Generate a Gaussian noise dataset #52

jrs65 · 2019-10-08T23:32:43Z

This task should:

Use the noise estimates of an existing dataset to replace the data section (use the weight property).
Support multiple container types. I'm not sure duck typing will work, because the data section has different names, and sometimes is real and sometimes complex, so you might need to specify the properties for different types of data
Support both draco and CHIME timestream types without explicitly importing CHIME packages (this you may need to duck type)
Efficiently generate random numbers (use RandomGen which is already a dependency)

@tristpinsm feel free to add items to this one.

The text was updated successfully, but these errors were encountered:

anjakefala · 2019-10-09T23:46:55Z

Edited based on Tristan's comment
My understanding:

The weight property is the estimate of the variance of the noise in each datasample.
vis_weight is the inverse variance
The task should zero all data and replace it with a realisation of a Gaussian noise distribution with a weight variance

Is the above correct?

tristpinsm · 2019-10-09T23:48:53Z

that's right, except that vis_weight is actually the inverse variance

anjakefala · 2019-10-09T23:50:40Z

@tristpinsm Thanks!

anjakefala · 2019-10-15T23:29:43Z

Notes from meeting:

For a random generator, the following key things are needed:

you want it to be reproducable
you want it to be generating different arrays for each node and for each realisation

for mpi_random_seed, the extra param takes care of generating a different array for each node. we also may want to have multiple reproducible realisations. Proposal is to either add a counter to tasks that employ it or the mpi_random_seed context manager keeps track of how often it was run.

* **ITEMS**:
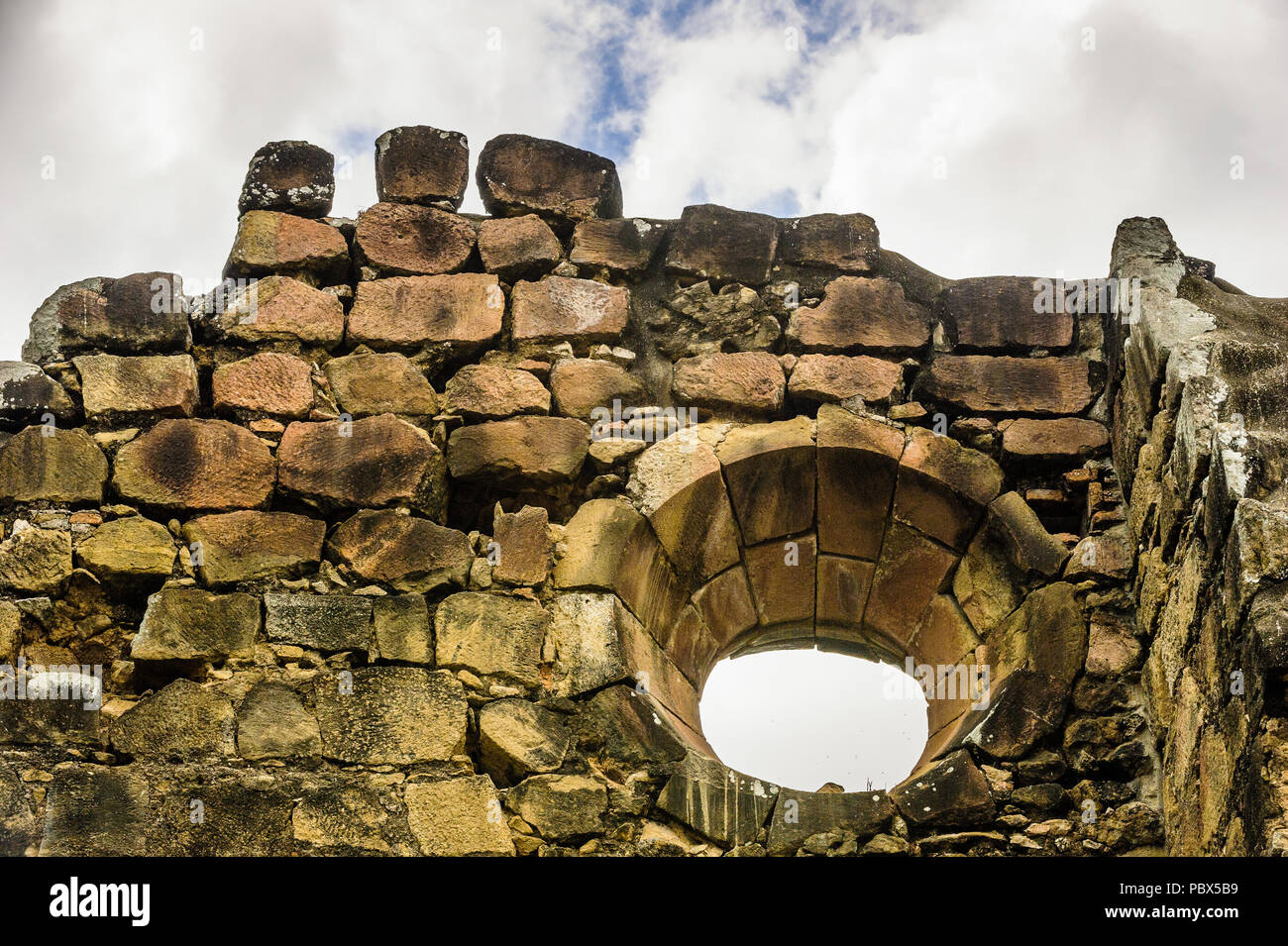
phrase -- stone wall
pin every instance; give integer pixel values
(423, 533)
* * *
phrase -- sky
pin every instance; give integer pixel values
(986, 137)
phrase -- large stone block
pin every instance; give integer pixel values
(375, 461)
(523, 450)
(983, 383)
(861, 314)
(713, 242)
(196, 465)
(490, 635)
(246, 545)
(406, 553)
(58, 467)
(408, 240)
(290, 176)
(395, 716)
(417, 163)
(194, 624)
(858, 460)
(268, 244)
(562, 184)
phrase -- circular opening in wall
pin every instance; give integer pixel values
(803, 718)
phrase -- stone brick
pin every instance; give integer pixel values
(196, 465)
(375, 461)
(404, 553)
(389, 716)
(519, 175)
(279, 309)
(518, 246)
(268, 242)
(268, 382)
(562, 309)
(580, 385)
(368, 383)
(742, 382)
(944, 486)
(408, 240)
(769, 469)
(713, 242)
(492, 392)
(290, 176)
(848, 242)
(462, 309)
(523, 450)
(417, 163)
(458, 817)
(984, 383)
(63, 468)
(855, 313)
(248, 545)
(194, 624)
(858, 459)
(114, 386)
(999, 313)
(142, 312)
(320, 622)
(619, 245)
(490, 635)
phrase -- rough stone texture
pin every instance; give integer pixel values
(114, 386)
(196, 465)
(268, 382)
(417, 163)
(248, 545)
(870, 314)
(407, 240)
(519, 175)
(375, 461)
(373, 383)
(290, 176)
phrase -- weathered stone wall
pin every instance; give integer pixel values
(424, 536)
* * *
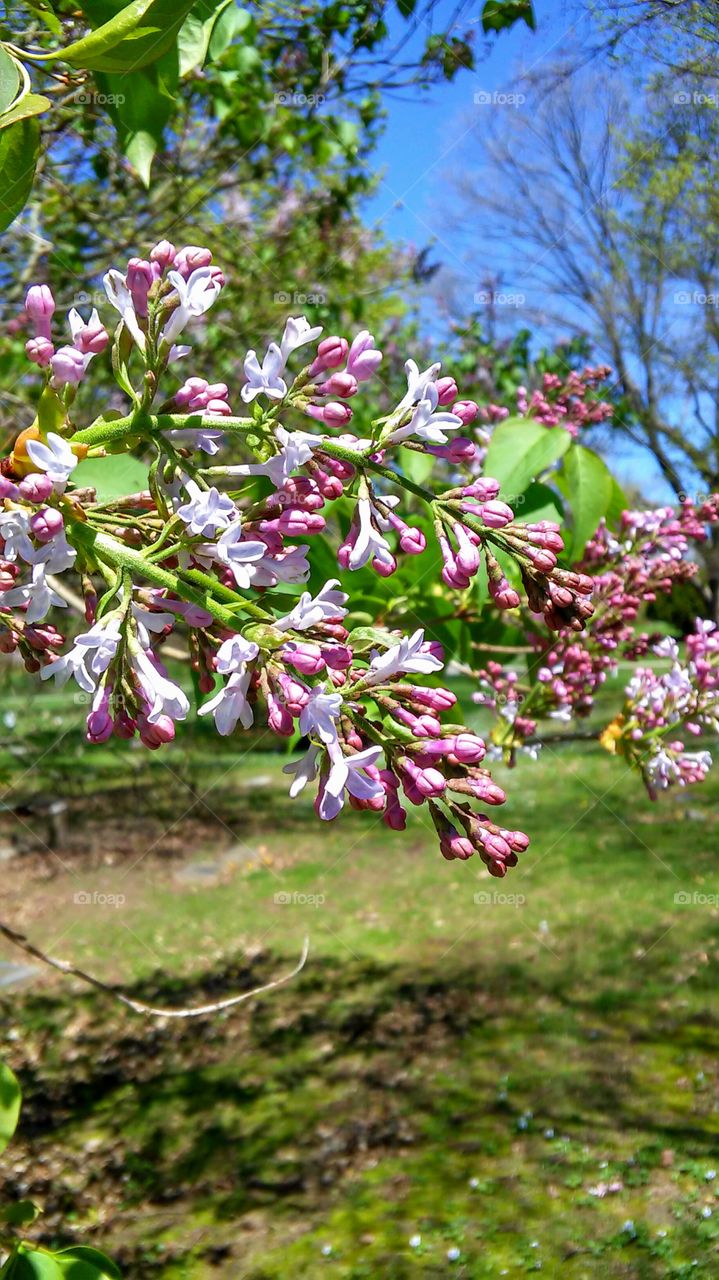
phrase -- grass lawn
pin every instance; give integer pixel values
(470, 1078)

* **STATED TASK**: Copy out the passage of the Gaussian noise thread from "Generate a Gaussian" to "to this one.", keeping every word and mark unchanged.

* **FINISHED EXERCISE**:
Generate a Gaussian noise dataset #52

jrs65 · 2019-10-08T23:32:43Z

This task should:

Use the noise estimates of an existing dataset to replace the data section (use the weight property).
Support multiple container types. I'm not sure duck typing will work, because the data section has different names, and sometimes is real and sometimes complex, so you might need to specify the properties for different types of data
Support both draco and CHIME timestream types without explicitly importing CHIME packages (this you may need to duck type)
Efficiently generate random numbers (use RandomGen which is already a dependency)

@tristpinsm feel free to add items to this one.